> [RECORDS TO PROCESS]

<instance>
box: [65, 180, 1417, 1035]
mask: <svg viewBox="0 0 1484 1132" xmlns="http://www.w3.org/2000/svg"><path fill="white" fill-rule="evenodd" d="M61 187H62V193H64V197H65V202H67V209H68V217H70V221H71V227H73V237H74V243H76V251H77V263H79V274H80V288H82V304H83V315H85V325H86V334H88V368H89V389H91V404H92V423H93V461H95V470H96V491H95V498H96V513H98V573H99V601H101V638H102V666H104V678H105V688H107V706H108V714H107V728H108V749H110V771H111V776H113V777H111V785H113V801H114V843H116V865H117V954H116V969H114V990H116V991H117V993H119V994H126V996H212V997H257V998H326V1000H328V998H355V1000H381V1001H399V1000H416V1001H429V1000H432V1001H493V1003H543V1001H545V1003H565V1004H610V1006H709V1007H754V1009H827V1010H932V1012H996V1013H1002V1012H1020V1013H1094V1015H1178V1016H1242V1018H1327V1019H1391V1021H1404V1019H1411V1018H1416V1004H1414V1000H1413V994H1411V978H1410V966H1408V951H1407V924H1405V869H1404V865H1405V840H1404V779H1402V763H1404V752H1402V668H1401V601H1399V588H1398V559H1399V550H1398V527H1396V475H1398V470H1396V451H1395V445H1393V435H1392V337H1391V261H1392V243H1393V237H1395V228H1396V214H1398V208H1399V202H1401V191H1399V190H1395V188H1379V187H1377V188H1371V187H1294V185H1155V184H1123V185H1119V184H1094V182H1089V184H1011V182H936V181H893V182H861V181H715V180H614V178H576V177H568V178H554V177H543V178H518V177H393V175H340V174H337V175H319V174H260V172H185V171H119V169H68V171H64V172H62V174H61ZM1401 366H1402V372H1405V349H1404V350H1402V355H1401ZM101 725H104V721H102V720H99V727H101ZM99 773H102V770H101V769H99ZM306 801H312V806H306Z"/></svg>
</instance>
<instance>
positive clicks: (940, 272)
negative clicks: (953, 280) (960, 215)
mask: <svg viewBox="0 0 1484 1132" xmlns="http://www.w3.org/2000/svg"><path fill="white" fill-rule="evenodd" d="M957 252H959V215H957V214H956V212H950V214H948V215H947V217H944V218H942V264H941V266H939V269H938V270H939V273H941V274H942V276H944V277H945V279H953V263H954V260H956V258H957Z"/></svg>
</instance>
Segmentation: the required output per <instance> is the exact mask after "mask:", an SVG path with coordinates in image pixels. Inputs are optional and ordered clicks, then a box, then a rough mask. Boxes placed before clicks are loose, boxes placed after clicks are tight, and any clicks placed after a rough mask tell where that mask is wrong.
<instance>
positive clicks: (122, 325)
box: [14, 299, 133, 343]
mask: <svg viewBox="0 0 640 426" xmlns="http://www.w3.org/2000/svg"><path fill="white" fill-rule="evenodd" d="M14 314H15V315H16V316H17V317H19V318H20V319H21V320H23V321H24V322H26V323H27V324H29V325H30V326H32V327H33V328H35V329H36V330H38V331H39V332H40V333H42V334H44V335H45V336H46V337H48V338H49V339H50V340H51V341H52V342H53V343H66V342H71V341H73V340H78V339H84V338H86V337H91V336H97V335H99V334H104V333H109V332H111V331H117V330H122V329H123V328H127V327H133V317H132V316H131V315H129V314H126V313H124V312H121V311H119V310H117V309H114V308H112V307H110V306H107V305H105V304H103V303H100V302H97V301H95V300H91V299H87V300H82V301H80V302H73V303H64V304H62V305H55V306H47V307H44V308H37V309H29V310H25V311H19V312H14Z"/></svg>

> [WHAT YOU HAVE TO DO]
In the material, find each line with the word "positive" and list it.

> [RESULT FOR THIS TASK]
positive clicks: (940, 272)
positive clicks: (122, 325)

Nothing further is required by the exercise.